> Textauszug:
________________________________________
Aus: Sprachgeschichte als
Umbruchgeschichte
Sprache im 20. Jahrhundert und ihre
Erforschung
Jahrestagung des Instituts für Deutsche
Sprache 6. - 8. März 2007
Vorbemerkung
"Heute ist der Bruch mit dem sprachlichen Universum des
Establishments radikaler: in den militantesten Formen des Protests
steigert er sich bis zu einer methodischen Umkehrung der Bedeutung"
(Herbert Marcuse, Versuch über die Befreiung, 1969)
schreibt Herbert Marcuse in ,Versuch über die Befreiung' 1969 und
manifestiert damit ein Umbruchbewusstsein, das sogar eine
sprachkritische Perspektive hat. Marcuse vergleicht die
"Wirklichkeiten" der Revolutionen des 17. und 18. Jahrhunderts mit
der Widerstandsbewegung seiner Gegenwart Ende der 60er Jahre. Alle
Elemente eines Umbruchsbewusstseins sind vorhanden: das temporale
deiktische Adverb heute, das die Gegenwart stark markiert, der
Verweis auf Sprache - sprachliches Universum - und Kategorien, die
sprachliche Veränderungen bezeichnen: Bruch mit dem sprachlichen
Universum und Umkehrung der Bedeutung.
________________________________________
> Rohdaten:
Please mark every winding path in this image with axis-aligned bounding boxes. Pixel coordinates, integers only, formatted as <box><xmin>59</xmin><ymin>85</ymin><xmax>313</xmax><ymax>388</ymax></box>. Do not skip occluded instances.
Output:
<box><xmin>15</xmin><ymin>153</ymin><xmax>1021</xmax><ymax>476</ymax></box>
________________________________________
> Aufgaben:
1. Gib aus dem Textauszug zur Sprachgeschichte den Abschnitt wieder, der mit „(Herbert Marcuse, Versuch“ beginnt und sich bis „Umkehrung der Bedeutung.“ fortsetzt.
2. Mit den Wirklichkeiten welcher Revolutionen vergleicht Marcuse laut dem Textauszug die Widerstandsbewegung seiner Gegenwart?

> Ergebnisse je Aufgabe:
1.
(Herbert Marcuse, Versuch über die Befreiung, 1969)
schreibt Herbert Marcuse in ,Versuch über die Befreiung' 1969 und
manifestiert damit ein Umbruchbewusstsein, das sogar eine
sprachkritische Perspektive hat. Marcuse vergleicht die
"Wirklichkeiten" der Revolutionen des 17. und 18. Jahrhunderts mit
der Widerstandsbewegung seiner Gegenwart Ende der 60er Jahre. Alle
Elemente eines Umbruchsbewusstseins sind vorhanden: das temporale
deiktische Adverb heute, das die Gegenwart stark markiert, der
Verweis auf Sprache - sprachliches Universum - und Kategorien, die
sprachliche Veränderungen bezeichnen: Bruch mit dem sprachlichen
Universum und Umkehrung der Bedeutung.

2. Mit denen der Revolutionen des 17. und 18. Jahrhunderts.